• **Work order**: Go through the records and tally the lines that include the word "footing". The answer is that total alone.

Start of Provided data

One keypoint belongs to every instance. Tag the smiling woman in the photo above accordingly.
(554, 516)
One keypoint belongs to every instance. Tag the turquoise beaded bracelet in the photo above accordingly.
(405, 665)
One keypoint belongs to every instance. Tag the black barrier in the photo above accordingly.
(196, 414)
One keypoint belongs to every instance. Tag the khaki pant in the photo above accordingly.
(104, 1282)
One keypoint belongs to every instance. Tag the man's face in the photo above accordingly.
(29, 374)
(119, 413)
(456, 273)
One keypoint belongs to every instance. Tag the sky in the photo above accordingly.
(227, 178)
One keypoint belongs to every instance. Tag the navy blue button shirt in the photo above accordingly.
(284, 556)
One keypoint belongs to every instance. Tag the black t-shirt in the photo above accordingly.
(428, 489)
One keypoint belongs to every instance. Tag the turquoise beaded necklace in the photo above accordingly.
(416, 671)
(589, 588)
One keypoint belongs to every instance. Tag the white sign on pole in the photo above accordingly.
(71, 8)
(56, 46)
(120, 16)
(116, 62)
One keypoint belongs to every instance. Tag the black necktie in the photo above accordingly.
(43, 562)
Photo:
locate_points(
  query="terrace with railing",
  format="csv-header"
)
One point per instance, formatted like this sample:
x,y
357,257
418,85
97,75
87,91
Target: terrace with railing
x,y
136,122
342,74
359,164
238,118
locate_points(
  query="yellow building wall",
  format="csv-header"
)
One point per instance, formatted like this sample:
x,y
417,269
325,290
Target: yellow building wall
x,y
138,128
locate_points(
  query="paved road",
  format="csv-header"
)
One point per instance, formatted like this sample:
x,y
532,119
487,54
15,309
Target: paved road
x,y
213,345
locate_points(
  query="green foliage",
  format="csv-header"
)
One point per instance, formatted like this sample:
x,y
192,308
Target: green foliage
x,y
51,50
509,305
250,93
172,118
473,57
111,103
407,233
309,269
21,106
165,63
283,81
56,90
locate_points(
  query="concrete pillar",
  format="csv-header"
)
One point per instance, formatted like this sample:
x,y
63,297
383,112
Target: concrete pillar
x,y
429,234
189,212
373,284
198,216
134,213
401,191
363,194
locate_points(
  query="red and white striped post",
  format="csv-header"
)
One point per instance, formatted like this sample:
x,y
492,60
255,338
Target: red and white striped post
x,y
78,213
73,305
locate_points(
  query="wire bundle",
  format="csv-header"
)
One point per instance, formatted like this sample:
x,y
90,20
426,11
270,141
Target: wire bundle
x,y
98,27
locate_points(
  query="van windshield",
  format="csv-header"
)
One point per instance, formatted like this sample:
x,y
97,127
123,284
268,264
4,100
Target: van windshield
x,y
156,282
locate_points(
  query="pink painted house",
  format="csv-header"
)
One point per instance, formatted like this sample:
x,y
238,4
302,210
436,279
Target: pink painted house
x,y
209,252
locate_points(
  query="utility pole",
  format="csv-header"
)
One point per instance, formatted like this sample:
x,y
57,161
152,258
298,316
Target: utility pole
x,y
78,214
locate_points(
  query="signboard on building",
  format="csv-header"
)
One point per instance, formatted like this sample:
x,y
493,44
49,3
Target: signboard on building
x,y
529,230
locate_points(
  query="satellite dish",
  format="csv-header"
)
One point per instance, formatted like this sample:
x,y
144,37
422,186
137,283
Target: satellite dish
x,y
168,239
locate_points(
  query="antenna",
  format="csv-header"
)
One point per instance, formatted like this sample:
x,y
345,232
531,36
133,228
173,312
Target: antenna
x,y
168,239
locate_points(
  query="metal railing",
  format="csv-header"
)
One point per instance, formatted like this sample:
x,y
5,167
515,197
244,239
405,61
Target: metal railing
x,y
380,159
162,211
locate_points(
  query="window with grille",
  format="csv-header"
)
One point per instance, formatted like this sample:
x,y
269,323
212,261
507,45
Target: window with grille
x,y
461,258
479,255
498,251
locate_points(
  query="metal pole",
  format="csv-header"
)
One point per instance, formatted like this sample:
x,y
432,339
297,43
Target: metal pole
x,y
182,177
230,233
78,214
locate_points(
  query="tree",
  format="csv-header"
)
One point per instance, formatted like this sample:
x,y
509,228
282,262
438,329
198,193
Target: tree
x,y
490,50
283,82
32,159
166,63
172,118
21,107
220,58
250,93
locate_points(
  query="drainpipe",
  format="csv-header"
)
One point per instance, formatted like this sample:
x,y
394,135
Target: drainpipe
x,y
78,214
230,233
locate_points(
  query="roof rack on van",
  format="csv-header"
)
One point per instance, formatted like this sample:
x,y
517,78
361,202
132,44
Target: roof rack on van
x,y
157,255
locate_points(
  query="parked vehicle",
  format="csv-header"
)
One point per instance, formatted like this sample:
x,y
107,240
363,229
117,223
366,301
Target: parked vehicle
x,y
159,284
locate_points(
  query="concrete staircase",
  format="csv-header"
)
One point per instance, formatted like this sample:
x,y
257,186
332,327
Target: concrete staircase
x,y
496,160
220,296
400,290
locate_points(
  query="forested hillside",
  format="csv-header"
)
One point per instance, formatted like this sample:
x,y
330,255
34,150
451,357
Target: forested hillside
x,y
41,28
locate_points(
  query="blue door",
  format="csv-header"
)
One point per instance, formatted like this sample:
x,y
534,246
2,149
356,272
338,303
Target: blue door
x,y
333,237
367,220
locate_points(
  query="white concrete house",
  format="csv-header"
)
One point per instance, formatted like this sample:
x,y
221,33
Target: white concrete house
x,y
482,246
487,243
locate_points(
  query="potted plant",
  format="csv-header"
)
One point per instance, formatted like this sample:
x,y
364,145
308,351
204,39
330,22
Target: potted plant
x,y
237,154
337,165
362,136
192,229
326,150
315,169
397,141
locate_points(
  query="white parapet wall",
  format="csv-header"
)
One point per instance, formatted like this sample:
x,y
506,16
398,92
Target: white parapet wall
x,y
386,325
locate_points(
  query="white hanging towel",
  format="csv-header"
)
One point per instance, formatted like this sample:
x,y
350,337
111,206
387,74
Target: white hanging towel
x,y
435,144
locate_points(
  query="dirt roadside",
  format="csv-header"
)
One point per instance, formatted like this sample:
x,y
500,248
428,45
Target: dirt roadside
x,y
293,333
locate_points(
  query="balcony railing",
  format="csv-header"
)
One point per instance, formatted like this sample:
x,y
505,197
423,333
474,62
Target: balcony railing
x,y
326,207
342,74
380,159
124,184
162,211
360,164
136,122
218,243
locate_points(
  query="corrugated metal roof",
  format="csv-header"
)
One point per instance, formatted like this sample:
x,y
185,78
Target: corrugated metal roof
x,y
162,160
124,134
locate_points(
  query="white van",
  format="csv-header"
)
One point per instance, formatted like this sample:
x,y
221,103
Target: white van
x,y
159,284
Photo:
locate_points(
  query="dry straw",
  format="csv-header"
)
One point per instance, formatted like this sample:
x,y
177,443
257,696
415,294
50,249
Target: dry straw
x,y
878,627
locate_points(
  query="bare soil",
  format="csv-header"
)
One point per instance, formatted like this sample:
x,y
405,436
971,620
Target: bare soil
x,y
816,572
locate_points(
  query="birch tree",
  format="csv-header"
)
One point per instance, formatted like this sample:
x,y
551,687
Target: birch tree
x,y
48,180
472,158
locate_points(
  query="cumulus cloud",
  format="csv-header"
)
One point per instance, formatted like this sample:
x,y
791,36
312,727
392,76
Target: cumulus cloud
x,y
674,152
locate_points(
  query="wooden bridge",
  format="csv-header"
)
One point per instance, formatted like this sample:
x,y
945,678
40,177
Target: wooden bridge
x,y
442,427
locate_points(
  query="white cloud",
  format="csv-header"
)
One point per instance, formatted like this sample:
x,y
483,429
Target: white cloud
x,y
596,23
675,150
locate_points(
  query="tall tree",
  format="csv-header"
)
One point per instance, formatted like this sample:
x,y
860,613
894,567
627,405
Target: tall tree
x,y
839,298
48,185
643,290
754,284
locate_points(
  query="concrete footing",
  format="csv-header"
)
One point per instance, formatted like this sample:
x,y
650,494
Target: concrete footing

End of Provided data

• **Response below**: 2